- _SOURCE TEXT_
================

Governmental Regulation of Telemarketing

     Federal and State governmental regulations restrict telemarketing to individuals who request to be included on a do-not-call list. Currently these regulations do not apply to survey research. If the laws are extended to include survey research, Arbitron’s ability to recruit participants for its surveys could be adversely affected. Arbitron would need to investigate alternatives to our current methodology, including using panels for its surveys and recontacting previous consenters. In addition, federal regulations ban calls made by autodialers to wireless lines where the party is charged for the call and where there is no consent from the party. Effective November 24, 2003, consumers will be able to take their wireless number to their wireline carrier, and likewise, a wireline number may be taken to a wireless carrier. This will make it more difficult for Arbitron to identify wireless numbers in advance of placing an autodialed call. Arbitron is working with industry associations to reconcile the wireless phone prohibition with the new local phone number portability rules. We will also investigate using the services of companies that track wireless numbers.

Customer Contract Renewals

     Infinity Broadcasting (Infinity) is Arbitron’s second largest customer and represented approximately 11 percent of Arbitron’s revenue in 2002. Of the 11 percent of revenue Infinity represents, approximately nine percent was up for renewal in April 2003. In July 2003, Arbitron entered into an extension of the radio ratings license agreement with Infinity which gives its stations access to our quarterly radio ratings up to but not including the release of the Spring 2004 radio survey as well as continued access to additional services currently provided. In addition, Arbitron entered into an extension of its qualitative services license agreements with Infinity, which gives its stations access to our qualitative services up to but not including the second 2004 release of qualitative data.

     Arbitron cannot give any assurances that it will retain current customers or that it could replace the revenue that could be lost if a key customer failed to renew all or part of its agreement with Arbitron.

Critical Accounting Policies and Estimates

     Critical accounting policies and estimates are those that are both important to the presentation of our financial condition and results of operations and require management’s most difficult, complex or subjective judgments. The Company’s most critical accounting policy relates to the capitalization and recovery of software development costs.

     The Company capitalizes software development costs with respect to major product initiatives or enhancements, which are incurred during the period from the time of technological feasibility until the time that the software is ready for use. To the extent that software is being developed for use by customers or to support data collection activities, the Company also considers the recovery of such costs through future revenue streams in its decision to capitalize software development costs. Once the software is placed in service, the capitalized costs are generally amortized over periods of three to five years. If events or changes in circumstances indicate that the carrying value of software may not be recovered, a recoverability analysis is performed based on estimated undiscounted cash flows to be generated from the software in the future. If the analysis indicates that the carrying value is not recoverable from future cash flows, the software cost is written down to estimated fair value and an impairment loss is recognized. The Company’s estimates are subject to revision as market conditions and management’s assessments change. As of September 30, 2003, the Company’s internally developed capitalized Portable People Meter (“PPM” or the “Portable People Meter”) software had a carrying amount of $2.8 million.

================

- _SUPPLIED MATERIAL_
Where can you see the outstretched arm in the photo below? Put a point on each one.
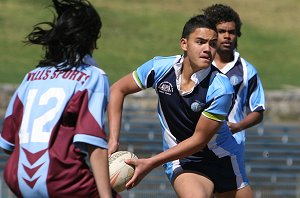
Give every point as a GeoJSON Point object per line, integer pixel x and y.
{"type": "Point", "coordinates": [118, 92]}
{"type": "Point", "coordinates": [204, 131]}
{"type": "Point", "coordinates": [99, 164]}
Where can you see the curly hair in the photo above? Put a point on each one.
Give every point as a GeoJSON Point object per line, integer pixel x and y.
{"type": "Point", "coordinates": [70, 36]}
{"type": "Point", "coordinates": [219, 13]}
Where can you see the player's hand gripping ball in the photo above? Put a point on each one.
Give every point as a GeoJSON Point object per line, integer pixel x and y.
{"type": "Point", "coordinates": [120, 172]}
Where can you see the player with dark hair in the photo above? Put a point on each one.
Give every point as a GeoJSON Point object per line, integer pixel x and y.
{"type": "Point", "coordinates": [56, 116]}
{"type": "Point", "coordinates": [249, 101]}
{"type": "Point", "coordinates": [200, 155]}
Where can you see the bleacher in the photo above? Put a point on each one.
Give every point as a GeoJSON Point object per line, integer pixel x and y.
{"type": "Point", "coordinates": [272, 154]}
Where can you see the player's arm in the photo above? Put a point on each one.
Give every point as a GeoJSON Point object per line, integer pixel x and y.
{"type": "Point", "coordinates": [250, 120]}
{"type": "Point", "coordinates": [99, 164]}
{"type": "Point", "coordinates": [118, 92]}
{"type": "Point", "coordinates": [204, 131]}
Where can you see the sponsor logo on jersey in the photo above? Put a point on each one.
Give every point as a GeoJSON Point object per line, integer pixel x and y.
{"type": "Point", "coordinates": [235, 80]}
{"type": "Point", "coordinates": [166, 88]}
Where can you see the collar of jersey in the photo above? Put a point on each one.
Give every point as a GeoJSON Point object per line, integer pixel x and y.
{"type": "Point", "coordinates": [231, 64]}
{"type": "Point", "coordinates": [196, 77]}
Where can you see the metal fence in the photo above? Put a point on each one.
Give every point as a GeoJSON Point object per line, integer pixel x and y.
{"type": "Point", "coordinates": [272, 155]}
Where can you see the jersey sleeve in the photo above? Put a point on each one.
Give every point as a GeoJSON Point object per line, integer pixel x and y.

================

- _TASKS TO PERFORM_
**1)** According to the Arbitron excerpt, what share of Arbitron's 2002 revenue did Infinity Broadcasting represent?
**2)** Condense the paragraph of the Arbitron excerpt that begins "The Company capitalizes software development costs" into a bulleted list that keeps its main facts.
**3)** Write out the passage of the Arbitron excerpt starting at "Arbitron cannot give" and ending at "of software development costs.".
The listing is not needed for this work.

- _REPLIES_
**1)** Approximately 11 percent.

**2)**
- The Company capitalizes software development costs for major product initiatives or enhancements. These are costs incurred from technological feasibility until the software is ready for use.
- For software developed for customers or to support data collection, the Company also considers recovery of costs through future revenue streams when deciding to capitalize.
- Once the software is in service, capitalized costs are generally amortized over three to five years.
- If the carrying value may not be recovered, the Company performs a recoverability analysis based on estimated undiscounted future cash flows.
- If the carrying value is not recoverable, the software cost is written down to estimated fair value and an impairment loss is recognized.
- Estimates are subject to revision as market conditions and management's assessments change.
- As of September 30, 2003, the internally developed capitalized Portable People Meter (PPM) software had a carrying amount of $2.8 million.

**3)**
Arbitron cannot give any assurances that it will retain current customers or that it could replace the revenue that could be lost if a key customer failed to renew all or part of its agreement with Arbitron.

Critical Accounting Policies and Estimates

     Critical accounting policies and estimates are those that are both important to the presentation of our financial condition and results of operations and require management’s most difficult, complex or subjective judgments. The Company’s most critical accounting policy relates to the capitalization and recovery of software development costs.